- TO DO:
A - In the passage on selection in noisy environments, what do p and \(p^{'}\) represent?
B - Update the part of the passage on noisy fitness landscapes that opens with the words "Figure 2 shows" and closes with "in noise-affected landscapes.", replacing "offspring individual" with "child individual".

- DOCUMENT PASSAGE:
--------------------------------------------------

This selection process is further illustrated in Fig. 2.

Fig. 2
figure 2

A selection works on fitness landscape in noisy environments

Figure 2 shows a fitness landscape scenario both in noiseless environments and noisy environments, p and \(p^{'}\) represent the parent individual in the original fitness landscape and landscape in noisy environments, o and \(o^{'}\) represent the offspring individual in original fitness landscape and landscape in noisy environments, respectively. The fitness information we can observe is only in noisy environments, so in minimization problems, \(o^{'}\) will be rejected to replace the \(p^{'}\) in the next generation. The objective value of p is better than o in the real fitness landscape, and if we re-evaluate the \(o^{'}\) and \(p^{'}\), the domination may be changed. The mechanism of selection in MDE-DS allows the algorithm to give us some probabilistic flexibility to select worse solutions as in noise-affected landscapes.

--------------------------------------------------

- DATASET EXCERPT:
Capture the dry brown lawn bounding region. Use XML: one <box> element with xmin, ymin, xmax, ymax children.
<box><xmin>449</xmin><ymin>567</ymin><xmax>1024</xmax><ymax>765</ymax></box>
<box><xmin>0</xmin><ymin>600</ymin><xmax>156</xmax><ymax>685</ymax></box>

--------------------------------------------------

- SOLUTIONS PER TASK:
A - They represent the parent individual in the original fitness landscape and in the landscape in noisy environments.

B -
Figure 2 shows a fitness landscape scenario both in noiseless environments and noisy environments, p and \(p^{'}\) represent the parent individual in the original fitness landscape and landscape in noisy environments, o and \(o^{'}\) represent the child individual in original fitness landscape and landscape in noisy environments, respectively. The fitness information we can observe is only in noisy environments, so in minimization problems, \(o^{'}\) will be rejected to replace the \(p^{'}\) in the next generation. The objective value of p is better than o in the real fitness landscape, and if we re-evaluate the \(o^{'}\) and \(p^{'}\), the domination may be changed. The mechanism of selection in MDE-DS allows the algorithm to give us some probabilistic flexibility to select worse solutions as in noise-affected landscapes.